== What the task asks ==
Repeat the following lines exactly and nothing else: the line containing "Annotation task — pin every instance of the white cloud" and each line after it through the end of the listing.
Start of Provided records
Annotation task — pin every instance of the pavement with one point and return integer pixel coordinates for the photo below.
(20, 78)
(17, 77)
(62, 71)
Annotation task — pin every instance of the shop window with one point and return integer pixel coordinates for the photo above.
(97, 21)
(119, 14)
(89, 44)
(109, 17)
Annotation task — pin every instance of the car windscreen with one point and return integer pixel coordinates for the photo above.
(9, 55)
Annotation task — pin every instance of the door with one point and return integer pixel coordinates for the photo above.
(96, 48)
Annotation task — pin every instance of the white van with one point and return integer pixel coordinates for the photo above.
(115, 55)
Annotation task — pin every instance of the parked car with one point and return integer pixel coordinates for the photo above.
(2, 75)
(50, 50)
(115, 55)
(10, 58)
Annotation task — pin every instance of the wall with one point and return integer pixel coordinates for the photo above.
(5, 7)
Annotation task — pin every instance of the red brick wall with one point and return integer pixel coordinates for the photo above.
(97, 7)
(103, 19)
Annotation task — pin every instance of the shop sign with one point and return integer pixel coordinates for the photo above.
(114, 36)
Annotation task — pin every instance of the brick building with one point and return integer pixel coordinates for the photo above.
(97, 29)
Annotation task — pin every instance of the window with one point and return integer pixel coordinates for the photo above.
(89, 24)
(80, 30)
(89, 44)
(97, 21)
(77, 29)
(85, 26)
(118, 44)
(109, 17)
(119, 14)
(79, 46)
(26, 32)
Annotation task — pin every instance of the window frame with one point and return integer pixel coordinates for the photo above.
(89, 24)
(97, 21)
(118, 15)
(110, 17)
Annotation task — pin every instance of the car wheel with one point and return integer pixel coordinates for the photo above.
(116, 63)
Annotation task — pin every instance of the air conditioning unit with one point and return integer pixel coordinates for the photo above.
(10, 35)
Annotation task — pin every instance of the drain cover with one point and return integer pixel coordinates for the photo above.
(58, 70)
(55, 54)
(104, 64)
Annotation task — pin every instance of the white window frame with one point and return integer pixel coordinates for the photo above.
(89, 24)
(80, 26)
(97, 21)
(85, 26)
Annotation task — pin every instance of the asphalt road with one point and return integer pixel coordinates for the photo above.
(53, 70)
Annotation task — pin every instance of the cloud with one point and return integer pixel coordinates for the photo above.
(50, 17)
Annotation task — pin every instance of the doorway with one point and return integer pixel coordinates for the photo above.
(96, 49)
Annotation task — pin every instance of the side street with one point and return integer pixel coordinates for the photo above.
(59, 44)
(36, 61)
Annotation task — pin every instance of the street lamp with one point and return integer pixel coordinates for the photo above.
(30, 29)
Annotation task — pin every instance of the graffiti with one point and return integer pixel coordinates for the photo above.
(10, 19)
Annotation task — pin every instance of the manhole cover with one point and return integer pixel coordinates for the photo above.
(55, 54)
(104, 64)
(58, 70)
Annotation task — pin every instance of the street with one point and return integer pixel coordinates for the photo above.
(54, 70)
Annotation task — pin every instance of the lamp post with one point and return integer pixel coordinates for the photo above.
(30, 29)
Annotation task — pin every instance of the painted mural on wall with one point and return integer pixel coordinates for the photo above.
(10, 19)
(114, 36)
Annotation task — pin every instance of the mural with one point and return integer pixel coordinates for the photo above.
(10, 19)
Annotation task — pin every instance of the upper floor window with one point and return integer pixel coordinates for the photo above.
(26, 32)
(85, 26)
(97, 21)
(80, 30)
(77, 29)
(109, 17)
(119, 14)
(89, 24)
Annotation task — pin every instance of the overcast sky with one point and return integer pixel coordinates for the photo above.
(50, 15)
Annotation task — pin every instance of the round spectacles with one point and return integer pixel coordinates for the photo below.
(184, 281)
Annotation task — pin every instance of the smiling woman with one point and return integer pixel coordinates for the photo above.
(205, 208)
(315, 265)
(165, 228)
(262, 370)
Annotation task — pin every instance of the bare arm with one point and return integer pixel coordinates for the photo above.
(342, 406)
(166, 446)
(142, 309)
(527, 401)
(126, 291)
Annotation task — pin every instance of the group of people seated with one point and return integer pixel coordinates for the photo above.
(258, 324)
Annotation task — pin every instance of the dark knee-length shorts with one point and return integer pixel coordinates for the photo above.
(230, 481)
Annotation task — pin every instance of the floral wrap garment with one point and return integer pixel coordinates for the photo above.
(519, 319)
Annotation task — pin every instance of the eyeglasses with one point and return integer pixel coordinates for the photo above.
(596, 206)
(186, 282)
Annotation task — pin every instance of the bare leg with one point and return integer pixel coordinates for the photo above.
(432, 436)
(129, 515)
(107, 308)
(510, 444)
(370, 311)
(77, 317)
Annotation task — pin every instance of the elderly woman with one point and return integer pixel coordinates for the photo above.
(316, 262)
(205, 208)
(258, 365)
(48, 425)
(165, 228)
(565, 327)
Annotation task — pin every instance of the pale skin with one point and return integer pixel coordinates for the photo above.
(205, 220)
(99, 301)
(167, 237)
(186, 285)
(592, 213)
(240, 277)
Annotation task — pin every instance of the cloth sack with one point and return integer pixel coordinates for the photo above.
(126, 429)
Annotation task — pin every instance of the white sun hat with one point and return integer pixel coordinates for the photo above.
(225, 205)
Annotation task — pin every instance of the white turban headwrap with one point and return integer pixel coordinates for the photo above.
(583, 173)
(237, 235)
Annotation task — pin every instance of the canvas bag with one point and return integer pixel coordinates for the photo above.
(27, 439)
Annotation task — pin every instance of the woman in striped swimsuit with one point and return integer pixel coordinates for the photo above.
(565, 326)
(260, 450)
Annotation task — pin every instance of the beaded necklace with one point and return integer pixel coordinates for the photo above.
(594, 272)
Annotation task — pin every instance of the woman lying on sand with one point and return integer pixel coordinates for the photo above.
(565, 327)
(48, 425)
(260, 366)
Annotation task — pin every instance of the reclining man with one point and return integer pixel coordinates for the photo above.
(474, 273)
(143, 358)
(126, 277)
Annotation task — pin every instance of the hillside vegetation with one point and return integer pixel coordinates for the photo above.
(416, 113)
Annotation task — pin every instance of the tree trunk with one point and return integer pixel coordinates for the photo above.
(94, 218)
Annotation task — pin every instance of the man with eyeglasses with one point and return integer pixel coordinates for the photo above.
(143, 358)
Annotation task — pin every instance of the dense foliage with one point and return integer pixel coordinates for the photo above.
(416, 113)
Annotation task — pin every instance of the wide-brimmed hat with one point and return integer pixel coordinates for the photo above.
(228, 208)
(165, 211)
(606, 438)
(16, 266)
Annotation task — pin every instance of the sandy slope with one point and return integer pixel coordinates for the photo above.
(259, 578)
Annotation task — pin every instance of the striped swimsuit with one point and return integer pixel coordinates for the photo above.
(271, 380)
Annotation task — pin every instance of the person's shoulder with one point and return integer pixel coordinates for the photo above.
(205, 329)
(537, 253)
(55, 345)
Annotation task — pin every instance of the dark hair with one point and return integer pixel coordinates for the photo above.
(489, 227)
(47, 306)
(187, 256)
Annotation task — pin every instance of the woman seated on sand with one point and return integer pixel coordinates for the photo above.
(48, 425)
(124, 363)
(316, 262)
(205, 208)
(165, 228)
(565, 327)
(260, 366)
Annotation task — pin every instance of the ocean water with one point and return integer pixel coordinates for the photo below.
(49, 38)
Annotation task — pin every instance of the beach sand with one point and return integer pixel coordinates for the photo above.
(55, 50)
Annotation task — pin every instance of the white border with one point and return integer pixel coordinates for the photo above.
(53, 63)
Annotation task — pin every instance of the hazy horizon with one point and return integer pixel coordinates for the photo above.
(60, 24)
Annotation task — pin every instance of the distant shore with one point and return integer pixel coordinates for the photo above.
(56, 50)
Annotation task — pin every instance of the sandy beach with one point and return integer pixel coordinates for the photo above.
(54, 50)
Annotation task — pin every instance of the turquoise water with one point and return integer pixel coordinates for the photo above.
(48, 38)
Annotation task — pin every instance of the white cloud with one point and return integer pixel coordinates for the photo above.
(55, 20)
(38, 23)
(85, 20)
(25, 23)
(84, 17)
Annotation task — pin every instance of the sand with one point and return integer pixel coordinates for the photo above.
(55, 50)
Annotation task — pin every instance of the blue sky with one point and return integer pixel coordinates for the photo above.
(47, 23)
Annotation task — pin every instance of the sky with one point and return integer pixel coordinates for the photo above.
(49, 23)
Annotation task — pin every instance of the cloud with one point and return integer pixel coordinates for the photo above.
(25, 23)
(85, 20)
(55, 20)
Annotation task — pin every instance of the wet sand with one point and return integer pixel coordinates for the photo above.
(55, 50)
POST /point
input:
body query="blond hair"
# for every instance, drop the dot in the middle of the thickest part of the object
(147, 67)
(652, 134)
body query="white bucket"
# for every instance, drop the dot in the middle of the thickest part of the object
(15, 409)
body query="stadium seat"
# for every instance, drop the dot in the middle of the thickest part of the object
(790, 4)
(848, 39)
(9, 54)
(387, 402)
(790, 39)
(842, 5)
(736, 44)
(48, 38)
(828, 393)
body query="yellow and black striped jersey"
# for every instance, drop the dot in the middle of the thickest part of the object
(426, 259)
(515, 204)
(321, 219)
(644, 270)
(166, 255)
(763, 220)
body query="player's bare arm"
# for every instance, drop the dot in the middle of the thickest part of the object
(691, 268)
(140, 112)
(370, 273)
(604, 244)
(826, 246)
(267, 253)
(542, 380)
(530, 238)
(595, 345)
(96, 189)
End of Provided records
== Solution ==
Annotation task — pin every instance of the white cloud with one point and return integer pixel coordinates for the photo above.
(55, 20)
(38, 23)
(85, 20)
(25, 23)
(84, 17)
Annotation task — pin every instance of the sand with one point and return integer pixel coordinates for the photo above.
(55, 50)
Annotation task — pin every instance of the blue sky with one point and return integer pixel coordinates for the photo above.
(47, 23)
Annotation task — pin every instance of the sky with one point and return integer pixel coordinates for the photo above.
(49, 23)
Annotation task — pin every instance of the cloud with one point and return integer pixel coordinates for the photo above.
(25, 23)
(85, 20)
(55, 20)
Annotation task — pin every instance of the wet sand with one point and return integer pixel coordinates for the photo above.
(55, 50)
POST /point
input:
body query="blond hair"
# for every instance, drop the dot in the middle of the thickest part of the object
(147, 67)
(652, 134)
body query="white bucket"
# for every instance, drop the dot in the middle of the thickest part of the object
(15, 409)
body query="stadium seat"
# for every instance, drop the dot in the middle of the thickest part of the object
(790, 4)
(848, 39)
(9, 54)
(387, 402)
(790, 39)
(842, 5)
(736, 44)
(48, 38)
(828, 393)
body query="yellow and black striped jersey"
# for every instance, drop the dot in the middle of the thickest part of the object
(426, 259)
(515, 204)
(321, 219)
(644, 270)
(166, 255)
(763, 220)
body query="player's bare arm"
# for every instance, drop the dot in the middle of the thickest part of the object
(691, 268)
(140, 112)
(370, 273)
(604, 244)
(826, 246)
(267, 253)
(542, 380)
(530, 238)
(595, 345)
(96, 189)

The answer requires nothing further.